- INSTRUKSI ANDA: Kutip seluruh dokumen tentang Doa Bapa Kami di bawah ini secara utuh, tanpa mengubah satu kata atau tanda baca pun.
------ DOKUMEN ------
Itulah konsep dasar Doa Bapa Kami yang diajarkan Yesus
kepada murid-murid-Nya. Tiga permohonan pertama terkait dengan Allah—bahkan
kebutuhan pribadi tidak disebutkan, baru disebutkan kemudian setelah tiga
permohonan itu. Dengarlah doa-Nya: “Bapa kami yang di sorga, Dikuduskanlah
nama-Mu, datanglah Kerajaan-Mu, jadilah kehendak-Mu di bumi seperti di sorga”
(Matius 6:9-10).
Betapa seringnya kita menghadap Allah untuk mendapatkan
persetujuan-Nya atas segala rencana yang kita buat bagi kerajaan, kemuliaan,
dan kehormatan kita sendiri. Namun, ketika kita benar-benar tunduk dalam doa di
hadapan Allah, kita mengakui kedaulatan Allah. Dalam setiap keputusan kita,
sikap itu harus menjadi yang utama.
------ BAGIAN DATA ------
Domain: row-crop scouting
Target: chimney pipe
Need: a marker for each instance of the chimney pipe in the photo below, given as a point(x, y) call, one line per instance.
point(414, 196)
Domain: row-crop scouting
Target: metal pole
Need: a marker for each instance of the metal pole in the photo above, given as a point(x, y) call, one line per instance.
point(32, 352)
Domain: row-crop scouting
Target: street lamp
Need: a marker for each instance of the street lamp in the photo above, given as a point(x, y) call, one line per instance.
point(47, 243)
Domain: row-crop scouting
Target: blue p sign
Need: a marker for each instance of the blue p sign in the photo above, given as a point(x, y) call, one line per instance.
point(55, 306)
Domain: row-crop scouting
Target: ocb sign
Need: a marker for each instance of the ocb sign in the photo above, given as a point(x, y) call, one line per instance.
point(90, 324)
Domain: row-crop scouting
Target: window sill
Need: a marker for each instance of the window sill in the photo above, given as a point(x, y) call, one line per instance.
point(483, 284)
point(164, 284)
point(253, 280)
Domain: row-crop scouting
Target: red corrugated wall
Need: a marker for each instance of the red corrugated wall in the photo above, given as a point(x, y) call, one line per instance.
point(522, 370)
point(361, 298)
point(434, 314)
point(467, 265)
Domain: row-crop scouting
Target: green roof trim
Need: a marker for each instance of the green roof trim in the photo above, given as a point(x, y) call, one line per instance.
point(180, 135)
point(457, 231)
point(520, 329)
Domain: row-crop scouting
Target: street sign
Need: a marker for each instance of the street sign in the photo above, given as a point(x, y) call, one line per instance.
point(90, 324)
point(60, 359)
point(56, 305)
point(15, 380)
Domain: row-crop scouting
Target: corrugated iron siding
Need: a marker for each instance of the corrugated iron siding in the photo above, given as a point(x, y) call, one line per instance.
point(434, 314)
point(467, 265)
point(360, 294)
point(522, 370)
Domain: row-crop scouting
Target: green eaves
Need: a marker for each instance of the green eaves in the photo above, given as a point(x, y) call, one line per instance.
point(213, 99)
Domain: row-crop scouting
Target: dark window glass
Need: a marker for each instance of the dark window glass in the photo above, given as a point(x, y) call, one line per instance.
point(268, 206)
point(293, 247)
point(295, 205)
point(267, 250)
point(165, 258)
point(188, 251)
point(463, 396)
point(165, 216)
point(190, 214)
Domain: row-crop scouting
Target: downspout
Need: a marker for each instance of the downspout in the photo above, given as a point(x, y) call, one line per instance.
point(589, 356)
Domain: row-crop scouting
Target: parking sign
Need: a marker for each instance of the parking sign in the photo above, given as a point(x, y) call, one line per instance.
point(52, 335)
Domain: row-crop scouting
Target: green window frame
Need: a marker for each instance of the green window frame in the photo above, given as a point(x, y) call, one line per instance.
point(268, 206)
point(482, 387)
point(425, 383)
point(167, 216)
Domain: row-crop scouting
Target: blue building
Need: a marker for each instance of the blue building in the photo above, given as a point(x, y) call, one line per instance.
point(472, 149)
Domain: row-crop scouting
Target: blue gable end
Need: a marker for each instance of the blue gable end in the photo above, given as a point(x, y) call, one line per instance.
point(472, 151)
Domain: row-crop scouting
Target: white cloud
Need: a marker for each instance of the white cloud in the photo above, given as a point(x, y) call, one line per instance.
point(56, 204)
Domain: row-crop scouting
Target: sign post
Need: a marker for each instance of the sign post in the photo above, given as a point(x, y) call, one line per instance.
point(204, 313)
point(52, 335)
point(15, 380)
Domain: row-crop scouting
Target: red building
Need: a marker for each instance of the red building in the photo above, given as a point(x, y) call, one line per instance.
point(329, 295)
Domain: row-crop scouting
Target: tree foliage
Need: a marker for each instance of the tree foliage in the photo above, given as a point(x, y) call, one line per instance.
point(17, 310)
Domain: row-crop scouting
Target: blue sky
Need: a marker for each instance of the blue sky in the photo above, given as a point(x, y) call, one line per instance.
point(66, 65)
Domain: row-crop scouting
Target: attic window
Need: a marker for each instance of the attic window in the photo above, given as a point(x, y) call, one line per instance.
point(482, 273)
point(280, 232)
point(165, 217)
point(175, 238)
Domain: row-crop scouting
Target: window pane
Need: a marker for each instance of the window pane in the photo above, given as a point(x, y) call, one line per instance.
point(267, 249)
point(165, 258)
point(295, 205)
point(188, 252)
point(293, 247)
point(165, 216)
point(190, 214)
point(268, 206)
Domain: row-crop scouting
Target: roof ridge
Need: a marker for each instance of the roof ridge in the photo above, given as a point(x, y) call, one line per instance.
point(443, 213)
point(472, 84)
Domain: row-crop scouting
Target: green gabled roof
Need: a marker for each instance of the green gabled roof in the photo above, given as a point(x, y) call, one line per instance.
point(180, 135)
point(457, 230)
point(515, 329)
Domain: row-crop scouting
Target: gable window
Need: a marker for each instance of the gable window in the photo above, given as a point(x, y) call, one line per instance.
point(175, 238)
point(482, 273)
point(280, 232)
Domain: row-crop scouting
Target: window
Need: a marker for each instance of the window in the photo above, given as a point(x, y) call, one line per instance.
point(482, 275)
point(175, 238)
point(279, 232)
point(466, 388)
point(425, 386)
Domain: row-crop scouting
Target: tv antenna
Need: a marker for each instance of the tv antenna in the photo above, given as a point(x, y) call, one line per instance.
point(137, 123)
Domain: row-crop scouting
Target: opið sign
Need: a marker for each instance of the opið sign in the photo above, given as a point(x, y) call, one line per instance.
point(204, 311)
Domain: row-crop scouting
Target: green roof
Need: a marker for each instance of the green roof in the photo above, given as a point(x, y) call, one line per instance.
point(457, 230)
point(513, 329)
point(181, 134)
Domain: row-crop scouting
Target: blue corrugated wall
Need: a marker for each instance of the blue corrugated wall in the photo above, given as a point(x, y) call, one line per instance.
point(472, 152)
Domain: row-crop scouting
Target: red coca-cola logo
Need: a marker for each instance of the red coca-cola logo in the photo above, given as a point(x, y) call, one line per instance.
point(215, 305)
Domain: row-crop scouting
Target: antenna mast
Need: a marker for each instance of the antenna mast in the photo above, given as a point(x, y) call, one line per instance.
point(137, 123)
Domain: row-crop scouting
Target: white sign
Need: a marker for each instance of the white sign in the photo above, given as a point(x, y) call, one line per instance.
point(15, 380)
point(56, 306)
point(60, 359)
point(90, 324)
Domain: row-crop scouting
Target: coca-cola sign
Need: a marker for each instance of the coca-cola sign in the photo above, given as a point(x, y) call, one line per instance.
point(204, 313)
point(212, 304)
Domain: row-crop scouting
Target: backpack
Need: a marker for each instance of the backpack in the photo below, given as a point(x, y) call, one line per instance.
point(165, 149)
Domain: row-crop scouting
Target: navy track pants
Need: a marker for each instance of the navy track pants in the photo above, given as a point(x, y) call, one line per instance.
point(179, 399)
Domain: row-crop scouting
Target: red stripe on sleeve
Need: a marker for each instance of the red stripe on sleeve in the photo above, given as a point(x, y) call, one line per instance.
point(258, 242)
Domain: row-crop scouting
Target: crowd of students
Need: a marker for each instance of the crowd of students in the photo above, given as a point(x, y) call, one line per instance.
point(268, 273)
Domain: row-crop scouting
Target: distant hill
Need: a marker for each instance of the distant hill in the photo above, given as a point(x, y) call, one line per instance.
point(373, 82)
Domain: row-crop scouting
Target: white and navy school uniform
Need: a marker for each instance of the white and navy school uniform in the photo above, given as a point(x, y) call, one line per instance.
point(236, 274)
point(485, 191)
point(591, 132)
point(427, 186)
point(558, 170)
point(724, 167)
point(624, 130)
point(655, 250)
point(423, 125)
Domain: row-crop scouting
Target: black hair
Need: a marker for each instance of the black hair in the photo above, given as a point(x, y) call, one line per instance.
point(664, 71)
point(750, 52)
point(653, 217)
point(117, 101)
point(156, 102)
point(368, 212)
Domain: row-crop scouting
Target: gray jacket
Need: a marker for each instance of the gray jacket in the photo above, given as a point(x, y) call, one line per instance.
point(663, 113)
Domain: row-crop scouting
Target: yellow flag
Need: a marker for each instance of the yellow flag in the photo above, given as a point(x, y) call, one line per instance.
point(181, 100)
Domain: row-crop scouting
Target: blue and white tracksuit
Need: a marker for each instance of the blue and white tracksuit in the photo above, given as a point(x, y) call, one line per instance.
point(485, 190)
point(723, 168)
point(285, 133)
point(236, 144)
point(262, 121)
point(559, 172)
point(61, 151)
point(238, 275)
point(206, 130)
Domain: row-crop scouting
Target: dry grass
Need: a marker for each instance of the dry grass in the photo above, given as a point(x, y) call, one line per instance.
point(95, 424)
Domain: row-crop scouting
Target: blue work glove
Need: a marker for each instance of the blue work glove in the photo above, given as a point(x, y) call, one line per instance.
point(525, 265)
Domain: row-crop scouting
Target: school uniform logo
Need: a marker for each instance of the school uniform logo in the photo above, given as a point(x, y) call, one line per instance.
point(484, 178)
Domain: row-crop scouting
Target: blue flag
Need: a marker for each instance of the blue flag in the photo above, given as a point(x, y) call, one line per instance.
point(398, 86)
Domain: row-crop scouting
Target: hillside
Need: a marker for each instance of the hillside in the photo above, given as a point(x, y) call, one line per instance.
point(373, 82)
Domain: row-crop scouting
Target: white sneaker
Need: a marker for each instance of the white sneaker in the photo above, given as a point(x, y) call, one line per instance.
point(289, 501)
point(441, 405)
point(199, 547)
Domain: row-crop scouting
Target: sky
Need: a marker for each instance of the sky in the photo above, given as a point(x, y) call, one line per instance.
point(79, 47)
------
- JAWABAN DI BAWAH:
Itulah konsep dasar Doa Bapa Kami yang diajarkan Yesus
kepada murid-murid-Nya. Tiga permohonan pertama terkait dengan Allah—bahkan
kebutuhan pribadi tidak disebutkan, baru disebutkan kemudian setelah tiga
permohonan itu. Dengarlah doa-Nya: “Bapa kami yang di sorga, Dikuduskanlah
nama-Mu, datanglah Kerajaan-Mu, jadilah kehendak-Mu di bumi seperti di sorga”
(Matius 6:9-10).
Betapa seringnya kita menghadap Allah untuk mendapatkan
persetujuan-Nya atas segala rencana yang kita buat bagi kerajaan, kemuliaan,
dan kehormatan kita sendiri. Namun, ketika kita benar-benar tunduk dalam doa di
hadapan Allah, kita mengakui kedaulatan Allah. Dalam setiap keputusan kita,
sikap itu harus menjadi yang utama.